[TO DO]
Pull out every line of the items that contains the word "floor", with case counting.

(Object position labeling items)
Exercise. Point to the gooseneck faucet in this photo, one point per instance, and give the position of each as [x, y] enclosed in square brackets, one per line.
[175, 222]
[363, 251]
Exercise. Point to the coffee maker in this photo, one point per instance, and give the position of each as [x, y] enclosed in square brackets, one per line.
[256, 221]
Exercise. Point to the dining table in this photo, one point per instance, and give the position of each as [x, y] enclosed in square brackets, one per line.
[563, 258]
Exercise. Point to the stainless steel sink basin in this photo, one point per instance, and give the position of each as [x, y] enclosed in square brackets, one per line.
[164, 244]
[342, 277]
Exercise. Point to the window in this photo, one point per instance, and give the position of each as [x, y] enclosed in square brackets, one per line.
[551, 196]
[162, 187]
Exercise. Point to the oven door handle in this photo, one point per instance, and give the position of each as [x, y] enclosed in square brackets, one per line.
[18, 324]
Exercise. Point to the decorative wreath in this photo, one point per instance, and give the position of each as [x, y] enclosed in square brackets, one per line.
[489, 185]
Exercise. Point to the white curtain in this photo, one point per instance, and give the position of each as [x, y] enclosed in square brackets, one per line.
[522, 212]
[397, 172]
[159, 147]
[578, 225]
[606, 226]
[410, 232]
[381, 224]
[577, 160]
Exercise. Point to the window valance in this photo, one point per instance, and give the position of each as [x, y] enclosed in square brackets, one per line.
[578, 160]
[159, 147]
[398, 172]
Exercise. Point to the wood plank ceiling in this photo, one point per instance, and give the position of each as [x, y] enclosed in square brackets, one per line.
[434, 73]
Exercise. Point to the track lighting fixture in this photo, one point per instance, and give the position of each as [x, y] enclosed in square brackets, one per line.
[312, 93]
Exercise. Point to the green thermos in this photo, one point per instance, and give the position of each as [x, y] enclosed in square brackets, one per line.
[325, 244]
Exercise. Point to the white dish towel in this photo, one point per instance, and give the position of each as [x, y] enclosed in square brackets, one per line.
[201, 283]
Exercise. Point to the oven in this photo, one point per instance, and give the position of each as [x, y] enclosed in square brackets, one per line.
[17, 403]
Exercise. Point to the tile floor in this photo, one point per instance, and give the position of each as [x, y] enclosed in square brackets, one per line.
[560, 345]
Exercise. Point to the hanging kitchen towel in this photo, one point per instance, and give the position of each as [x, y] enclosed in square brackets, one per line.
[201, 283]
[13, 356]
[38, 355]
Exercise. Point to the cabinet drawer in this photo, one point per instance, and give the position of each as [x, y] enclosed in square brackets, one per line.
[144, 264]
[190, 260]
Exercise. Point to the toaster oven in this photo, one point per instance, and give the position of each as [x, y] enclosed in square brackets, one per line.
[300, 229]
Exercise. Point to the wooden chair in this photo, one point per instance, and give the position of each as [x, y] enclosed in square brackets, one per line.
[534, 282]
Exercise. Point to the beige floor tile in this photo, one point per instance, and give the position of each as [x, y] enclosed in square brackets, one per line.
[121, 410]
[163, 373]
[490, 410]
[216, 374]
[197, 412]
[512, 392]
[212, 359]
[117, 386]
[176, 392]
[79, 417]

...

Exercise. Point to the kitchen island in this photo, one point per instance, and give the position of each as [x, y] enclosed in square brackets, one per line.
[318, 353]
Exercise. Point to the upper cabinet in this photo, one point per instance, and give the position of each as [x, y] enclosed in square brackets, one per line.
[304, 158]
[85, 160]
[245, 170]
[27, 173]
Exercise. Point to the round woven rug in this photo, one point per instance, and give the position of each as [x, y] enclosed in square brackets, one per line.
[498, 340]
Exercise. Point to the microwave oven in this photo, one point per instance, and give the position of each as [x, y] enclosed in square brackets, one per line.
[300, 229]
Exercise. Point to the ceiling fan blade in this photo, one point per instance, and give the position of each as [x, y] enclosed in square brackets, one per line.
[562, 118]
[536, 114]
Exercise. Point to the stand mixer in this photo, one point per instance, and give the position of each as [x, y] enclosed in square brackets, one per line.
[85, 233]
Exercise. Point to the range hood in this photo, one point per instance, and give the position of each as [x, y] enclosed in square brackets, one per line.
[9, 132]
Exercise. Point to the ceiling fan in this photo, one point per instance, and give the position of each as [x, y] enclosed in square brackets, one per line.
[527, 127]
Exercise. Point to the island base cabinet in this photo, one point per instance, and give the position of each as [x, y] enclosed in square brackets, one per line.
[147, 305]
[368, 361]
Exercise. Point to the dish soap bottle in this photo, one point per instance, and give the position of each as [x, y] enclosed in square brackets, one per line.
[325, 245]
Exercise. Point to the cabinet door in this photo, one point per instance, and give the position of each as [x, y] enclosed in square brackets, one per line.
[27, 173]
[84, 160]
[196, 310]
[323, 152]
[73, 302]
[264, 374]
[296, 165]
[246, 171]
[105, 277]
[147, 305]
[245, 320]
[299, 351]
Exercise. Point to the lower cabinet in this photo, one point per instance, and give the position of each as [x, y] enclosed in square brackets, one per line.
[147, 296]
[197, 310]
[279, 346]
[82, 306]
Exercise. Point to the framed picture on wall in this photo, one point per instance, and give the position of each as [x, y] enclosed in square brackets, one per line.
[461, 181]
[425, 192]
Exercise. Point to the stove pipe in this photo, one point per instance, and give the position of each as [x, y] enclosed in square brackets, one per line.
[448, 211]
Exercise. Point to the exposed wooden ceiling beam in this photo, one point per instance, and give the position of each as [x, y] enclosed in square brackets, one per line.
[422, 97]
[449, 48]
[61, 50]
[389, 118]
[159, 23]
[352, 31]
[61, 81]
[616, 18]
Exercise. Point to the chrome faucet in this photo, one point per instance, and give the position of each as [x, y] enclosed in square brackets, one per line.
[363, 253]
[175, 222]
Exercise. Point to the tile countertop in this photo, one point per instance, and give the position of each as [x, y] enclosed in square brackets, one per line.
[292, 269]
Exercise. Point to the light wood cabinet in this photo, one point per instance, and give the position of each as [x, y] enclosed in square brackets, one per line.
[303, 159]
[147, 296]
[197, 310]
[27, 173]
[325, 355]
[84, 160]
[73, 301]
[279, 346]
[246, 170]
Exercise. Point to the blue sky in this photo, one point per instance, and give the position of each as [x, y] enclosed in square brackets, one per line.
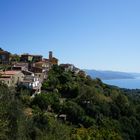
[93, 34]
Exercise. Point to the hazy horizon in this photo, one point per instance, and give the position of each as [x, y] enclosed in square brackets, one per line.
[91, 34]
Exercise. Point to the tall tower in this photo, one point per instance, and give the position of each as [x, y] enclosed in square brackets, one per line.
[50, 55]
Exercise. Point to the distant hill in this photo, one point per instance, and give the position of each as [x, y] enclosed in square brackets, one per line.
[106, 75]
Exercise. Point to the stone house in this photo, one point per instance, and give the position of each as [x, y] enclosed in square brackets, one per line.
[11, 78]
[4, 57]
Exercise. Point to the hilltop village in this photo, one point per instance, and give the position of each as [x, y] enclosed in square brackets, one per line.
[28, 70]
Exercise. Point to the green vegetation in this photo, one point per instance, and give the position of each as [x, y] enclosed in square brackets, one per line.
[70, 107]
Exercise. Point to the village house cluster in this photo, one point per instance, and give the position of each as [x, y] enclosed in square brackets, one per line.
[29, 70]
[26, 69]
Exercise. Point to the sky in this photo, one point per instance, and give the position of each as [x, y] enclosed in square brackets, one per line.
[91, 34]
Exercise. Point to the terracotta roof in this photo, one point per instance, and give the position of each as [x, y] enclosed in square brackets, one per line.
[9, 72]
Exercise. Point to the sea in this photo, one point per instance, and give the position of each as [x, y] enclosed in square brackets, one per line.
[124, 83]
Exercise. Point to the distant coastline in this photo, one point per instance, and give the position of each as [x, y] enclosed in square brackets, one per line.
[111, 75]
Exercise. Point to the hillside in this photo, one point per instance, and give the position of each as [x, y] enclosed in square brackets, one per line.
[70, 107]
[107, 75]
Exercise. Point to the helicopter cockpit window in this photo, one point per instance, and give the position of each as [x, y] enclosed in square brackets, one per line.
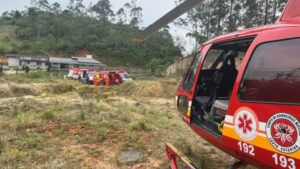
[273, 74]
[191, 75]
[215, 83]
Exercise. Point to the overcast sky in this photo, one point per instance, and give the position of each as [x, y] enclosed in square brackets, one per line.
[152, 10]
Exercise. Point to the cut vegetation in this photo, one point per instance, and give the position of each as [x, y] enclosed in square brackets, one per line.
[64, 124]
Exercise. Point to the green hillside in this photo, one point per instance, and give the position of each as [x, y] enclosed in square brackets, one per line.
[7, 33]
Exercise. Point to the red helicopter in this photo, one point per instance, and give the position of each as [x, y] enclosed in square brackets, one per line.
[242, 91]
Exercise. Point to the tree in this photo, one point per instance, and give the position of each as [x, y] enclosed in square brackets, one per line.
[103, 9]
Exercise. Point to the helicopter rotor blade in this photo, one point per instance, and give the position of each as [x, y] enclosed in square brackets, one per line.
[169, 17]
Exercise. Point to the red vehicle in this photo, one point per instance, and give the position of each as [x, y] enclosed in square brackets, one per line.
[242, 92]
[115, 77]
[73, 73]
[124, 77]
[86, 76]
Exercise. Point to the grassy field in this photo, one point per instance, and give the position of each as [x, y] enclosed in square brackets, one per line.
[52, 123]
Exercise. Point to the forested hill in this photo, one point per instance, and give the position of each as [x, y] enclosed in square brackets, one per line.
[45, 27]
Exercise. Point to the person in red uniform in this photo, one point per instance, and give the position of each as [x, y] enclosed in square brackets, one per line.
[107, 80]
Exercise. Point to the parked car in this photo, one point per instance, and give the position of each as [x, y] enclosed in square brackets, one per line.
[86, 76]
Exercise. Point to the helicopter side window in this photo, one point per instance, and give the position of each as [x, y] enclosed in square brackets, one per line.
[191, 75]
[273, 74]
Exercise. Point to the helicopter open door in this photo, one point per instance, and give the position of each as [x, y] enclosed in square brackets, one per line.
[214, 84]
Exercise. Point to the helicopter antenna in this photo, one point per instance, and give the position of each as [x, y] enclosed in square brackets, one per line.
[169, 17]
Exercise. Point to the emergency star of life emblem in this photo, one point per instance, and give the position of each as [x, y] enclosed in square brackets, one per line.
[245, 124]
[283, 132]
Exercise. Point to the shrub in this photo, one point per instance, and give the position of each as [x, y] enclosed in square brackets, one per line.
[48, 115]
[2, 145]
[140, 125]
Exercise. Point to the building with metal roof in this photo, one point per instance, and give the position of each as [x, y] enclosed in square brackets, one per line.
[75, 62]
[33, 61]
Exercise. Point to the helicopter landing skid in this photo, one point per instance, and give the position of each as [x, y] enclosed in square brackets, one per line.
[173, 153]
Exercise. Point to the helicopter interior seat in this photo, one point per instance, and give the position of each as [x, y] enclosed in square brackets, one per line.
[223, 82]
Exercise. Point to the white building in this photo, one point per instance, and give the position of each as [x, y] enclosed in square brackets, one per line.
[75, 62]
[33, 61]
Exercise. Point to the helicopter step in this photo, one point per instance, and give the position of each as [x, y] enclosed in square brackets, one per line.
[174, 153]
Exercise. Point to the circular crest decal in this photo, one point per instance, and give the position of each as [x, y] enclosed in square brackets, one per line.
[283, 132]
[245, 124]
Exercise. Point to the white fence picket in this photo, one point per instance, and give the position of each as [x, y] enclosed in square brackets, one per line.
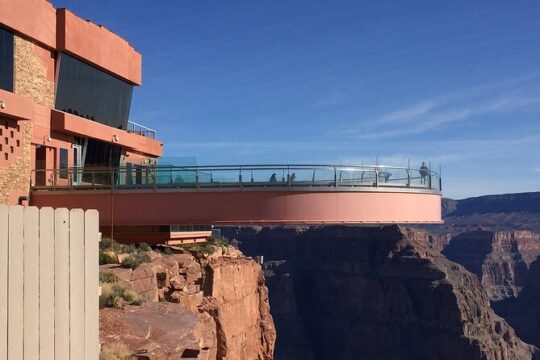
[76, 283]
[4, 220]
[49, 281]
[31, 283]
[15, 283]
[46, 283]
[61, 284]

[OUTPUT FOR THIS TASK]
Exercise. Point to the tile floor in this photo, one point per instance, and give the position of each as [x, y] enclosed in square brackets, one per line.
Exercise. Point to the beige floor tile in this photo, one point per instance, and give the position of each as [x, y] enclosed in square brackets, one per line.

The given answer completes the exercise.